# What you have to do:
Rewrite the entries from the line that has "Fact-check this for me: the console" through the line that has "[[285, 203, 309, 239], [330, 209, 360, 243]]", replacing "evidence" with "proof" and leaving everything else as it stands.

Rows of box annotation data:
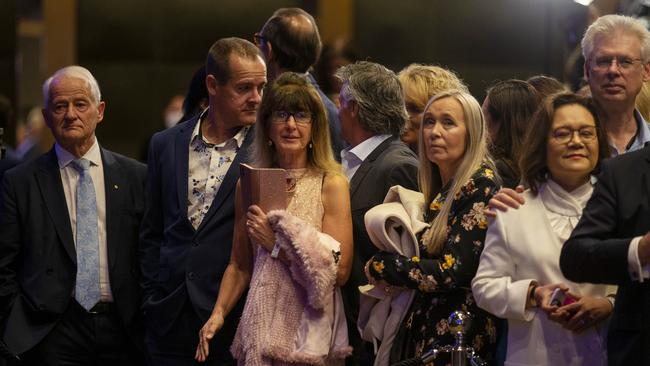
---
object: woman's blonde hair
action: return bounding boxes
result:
[251,72,342,174]
[397,64,468,108]
[418,90,496,255]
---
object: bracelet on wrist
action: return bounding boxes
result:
[528,285,538,307]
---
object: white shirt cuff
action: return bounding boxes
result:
[627,236,650,282]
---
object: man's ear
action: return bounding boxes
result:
[582,60,590,83]
[348,100,359,117]
[643,61,650,82]
[41,108,52,129]
[262,41,274,61]
[97,100,106,123]
[205,74,219,95]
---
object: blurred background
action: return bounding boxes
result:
[0,0,647,159]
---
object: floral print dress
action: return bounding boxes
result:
[369,166,498,365]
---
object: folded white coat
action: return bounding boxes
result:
[357,186,429,366]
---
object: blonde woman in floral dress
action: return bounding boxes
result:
[366,91,498,365]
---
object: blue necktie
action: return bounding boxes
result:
[72,159,100,310]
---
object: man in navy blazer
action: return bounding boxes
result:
[560,146,650,365]
[140,38,266,365]
[0,66,146,365]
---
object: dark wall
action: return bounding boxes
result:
[78,0,300,158]
[0,0,16,144]
[78,0,586,157]
[355,0,586,99]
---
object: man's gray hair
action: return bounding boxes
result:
[43,65,102,106]
[336,61,408,136]
[581,14,650,63]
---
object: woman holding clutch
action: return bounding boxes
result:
[366,90,498,365]
[196,73,352,365]
[472,93,613,366]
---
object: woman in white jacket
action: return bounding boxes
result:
[472,93,613,366]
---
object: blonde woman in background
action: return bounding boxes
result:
[366,91,499,365]
[398,64,468,152]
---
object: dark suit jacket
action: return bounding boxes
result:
[560,147,650,365]
[0,149,146,354]
[343,137,418,331]
[140,116,249,340]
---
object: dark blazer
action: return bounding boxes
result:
[560,147,650,365]
[343,137,418,333]
[307,73,345,162]
[0,149,146,354]
[140,116,249,340]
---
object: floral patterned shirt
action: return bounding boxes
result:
[369,166,499,364]
[187,113,250,229]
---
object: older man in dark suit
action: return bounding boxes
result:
[337,62,418,365]
[0,66,146,365]
[254,8,344,160]
[560,146,650,365]
[140,38,266,365]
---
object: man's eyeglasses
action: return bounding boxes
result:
[271,111,311,126]
[253,33,268,47]
[592,56,643,71]
[553,127,598,144]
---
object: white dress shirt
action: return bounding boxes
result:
[54,138,113,302]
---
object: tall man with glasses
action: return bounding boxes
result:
[336,62,418,365]
[253,8,344,160]
[560,15,650,365]
[582,15,650,156]
[140,38,266,365]
[490,15,650,211]
[0,66,146,366]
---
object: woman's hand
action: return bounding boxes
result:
[194,312,223,362]
[484,185,525,217]
[246,205,275,252]
[533,283,569,314]
[363,258,377,285]
[557,294,614,333]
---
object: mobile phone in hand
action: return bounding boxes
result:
[549,288,576,306]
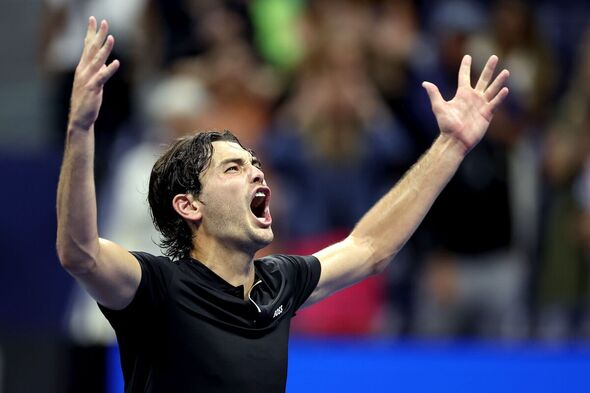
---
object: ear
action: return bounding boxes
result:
[172,194,203,224]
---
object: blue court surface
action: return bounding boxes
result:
[109,338,590,393]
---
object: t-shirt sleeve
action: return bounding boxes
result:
[99,251,174,331]
[277,255,321,311]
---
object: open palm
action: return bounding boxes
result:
[422,55,509,151]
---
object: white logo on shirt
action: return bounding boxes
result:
[272,304,283,318]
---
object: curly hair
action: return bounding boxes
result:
[148,130,247,259]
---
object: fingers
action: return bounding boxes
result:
[422,82,444,111]
[91,35,115,71]
[486,87,508,113]
[96,60,120,85]
[475,55,498,93]
[459,55,471,87]
[80,16,109,64]
[484,70,510,101]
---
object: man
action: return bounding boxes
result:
[57,18,508,392]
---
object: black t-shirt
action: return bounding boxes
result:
[100,252,320,393]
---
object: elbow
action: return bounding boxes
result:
[370,257,393,276]
[56,240,96,275]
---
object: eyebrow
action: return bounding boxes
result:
[219,156,262,168]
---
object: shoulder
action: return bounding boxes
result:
[130,251,178,272]
[256,254,320,271]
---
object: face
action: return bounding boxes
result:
[197,141,273,252]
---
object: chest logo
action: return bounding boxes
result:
[272,304,283,318]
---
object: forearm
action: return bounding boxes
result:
[351,135,466,264]
[57,126,99,272]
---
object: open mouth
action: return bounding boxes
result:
[250,188,270,219]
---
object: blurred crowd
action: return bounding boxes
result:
[41,0,590,341]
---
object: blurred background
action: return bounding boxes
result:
[0,0,590,393]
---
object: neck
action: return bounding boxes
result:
[191,234,254,297]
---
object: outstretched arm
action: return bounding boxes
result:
[57,17,141,308]
[306,56,509,304]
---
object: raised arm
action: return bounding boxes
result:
[307,56,509,304]
[57,17,141,309]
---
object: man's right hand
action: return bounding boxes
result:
[68,16,119,130]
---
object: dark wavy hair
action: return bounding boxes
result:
[148,130,247,259]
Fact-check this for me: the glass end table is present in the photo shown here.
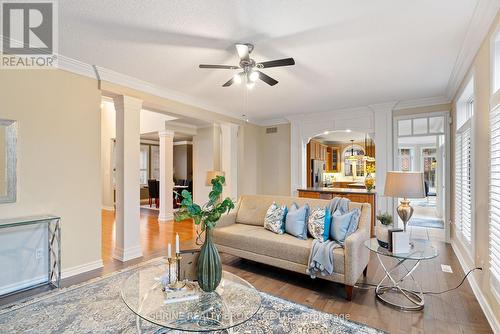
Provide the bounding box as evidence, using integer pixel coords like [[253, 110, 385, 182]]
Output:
[[365, 238, 439, 311], [121, 263, 261, 333]]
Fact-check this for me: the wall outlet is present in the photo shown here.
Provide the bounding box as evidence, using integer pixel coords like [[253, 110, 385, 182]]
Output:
[[441, 264, 453, 274], [35, 248, 43, 260]]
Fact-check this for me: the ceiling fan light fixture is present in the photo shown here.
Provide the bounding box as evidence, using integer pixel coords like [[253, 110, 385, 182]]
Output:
[[233, 73, 241, 85], [248, 71, 259, 82]]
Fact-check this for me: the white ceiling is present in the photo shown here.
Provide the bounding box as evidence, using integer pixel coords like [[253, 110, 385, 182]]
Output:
[[59, 0, 477, 120]]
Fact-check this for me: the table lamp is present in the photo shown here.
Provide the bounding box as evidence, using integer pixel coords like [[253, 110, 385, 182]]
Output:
[[384, 172, 425, 232]]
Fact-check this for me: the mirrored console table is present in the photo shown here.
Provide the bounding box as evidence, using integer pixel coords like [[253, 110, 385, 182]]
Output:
[[0, 215, 61, 296]]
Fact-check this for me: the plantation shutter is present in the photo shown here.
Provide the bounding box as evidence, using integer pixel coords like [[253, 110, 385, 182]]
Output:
[[455, 132, 462, 233], [455, 121, 472, 246], [490, 105, 500, 292]]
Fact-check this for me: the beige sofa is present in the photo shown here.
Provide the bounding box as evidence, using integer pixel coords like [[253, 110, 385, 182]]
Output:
[[213, 195, 371, 300]]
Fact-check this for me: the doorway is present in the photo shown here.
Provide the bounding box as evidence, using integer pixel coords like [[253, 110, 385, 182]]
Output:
[[394, 112, 450, 241]]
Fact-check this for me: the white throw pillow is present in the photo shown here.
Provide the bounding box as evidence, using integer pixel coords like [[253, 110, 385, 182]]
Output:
[[264, 202, 287, 234]]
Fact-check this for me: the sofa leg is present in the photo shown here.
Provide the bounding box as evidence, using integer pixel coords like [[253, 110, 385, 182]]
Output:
[[344, 285, 354, 301]]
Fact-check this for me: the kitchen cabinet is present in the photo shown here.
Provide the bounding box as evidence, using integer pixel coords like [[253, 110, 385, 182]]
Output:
[[297, 188, 377, 237], [307, 140, 327, 161], [326, 146, 340, 173]]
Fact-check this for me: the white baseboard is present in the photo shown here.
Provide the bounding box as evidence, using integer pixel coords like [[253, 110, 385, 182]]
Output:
[[113, 245, 142, 262], [451, 240, 500, 333], [61, 260, 103, 278], [0, 275, 47, 295]]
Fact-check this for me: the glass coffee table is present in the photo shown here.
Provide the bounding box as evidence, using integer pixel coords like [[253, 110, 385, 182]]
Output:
[[121, 263, 261, 333], [365, 238, 439, 311]]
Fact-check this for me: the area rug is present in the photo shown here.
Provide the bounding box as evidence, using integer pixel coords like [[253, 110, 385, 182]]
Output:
[[0, 260, 384, 334], [408, 217, 444, 229]]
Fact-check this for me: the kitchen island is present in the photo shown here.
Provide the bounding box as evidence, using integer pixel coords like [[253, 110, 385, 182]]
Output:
[[297, 187, 377, 237]]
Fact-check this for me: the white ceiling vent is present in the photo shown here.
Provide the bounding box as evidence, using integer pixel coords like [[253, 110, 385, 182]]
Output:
[[266, 126, 278, 134]]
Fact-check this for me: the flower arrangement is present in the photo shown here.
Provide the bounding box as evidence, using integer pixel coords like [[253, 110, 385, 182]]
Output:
[[175, 175, 234, 292], [377, 212, 392, 226]]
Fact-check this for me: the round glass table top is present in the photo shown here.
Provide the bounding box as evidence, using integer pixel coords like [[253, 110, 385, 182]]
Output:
[[121, 263, 261, 332], [365, 238, 439, 260]]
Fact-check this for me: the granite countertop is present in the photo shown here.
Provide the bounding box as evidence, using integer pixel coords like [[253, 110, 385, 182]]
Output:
[[297, 187, 376, 195]]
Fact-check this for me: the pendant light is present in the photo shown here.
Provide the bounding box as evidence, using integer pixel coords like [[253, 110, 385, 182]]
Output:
[[347, 139, 358, 161]]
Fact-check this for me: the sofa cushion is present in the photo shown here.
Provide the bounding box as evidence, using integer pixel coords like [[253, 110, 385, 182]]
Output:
[[213, 224, 344, 274]]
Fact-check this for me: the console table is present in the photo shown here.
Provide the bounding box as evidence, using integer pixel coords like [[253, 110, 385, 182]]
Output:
[[0, 215, 61, 294]]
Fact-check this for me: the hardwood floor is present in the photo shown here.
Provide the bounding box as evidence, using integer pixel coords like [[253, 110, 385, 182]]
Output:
[[0, 209, 492, 333]]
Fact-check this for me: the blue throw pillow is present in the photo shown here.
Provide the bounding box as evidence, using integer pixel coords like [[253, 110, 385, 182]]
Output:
[[285, 203, 309, 239], [330, 209, 360, 243]]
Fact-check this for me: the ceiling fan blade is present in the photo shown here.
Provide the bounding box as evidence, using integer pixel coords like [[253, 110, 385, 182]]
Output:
[[257, 58, 295, 68], [222, 77, 234, 87], [236, 44, 250, 60], [200, 64, 240, 70], [257, 71, 278, 86]]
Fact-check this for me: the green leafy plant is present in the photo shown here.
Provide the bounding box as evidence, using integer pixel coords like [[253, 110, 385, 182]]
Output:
[[175, 176, 234, 231], [377, 212, 392, 226]]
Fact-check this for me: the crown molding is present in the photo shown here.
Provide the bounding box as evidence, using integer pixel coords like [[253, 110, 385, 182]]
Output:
[[394, 96, 451, 110], [95, 66, 234, 118], [446, 0, 500, 101], [252, 117, 290, 126], [57, 54, 99, 80]]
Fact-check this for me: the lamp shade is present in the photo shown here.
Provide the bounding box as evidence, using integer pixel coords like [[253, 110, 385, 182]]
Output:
[[206, 170, 224, 186], [384, 172, 425, 198]]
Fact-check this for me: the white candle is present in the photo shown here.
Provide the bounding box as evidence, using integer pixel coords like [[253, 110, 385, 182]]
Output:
[[175, 233, 180, 254]]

# Reply:
Fact-check this for me: the console table is present in the photo shown here.
Provide the bounding box as proof, using integer pixel coords like [[253, 110, 385, 182]]
Output:
[[0, 215, 61, 294]]
Fact-check this for me: the hardwood floor is present in the photo shown here.
Provide the bounding box as proof, using integer pixel coords like [[253, 110, 385, 182]]
Output:
[[0, 209, 492, 333]]
Fact-check this for me: the blue throw pillow is present in the photo shown here.
Provide the bounding box as proof, using integer pixel coords like [[253, 110, 385, 182]]
Output:
[[285, 203, 309, 239], [330, 209, 360, 243]]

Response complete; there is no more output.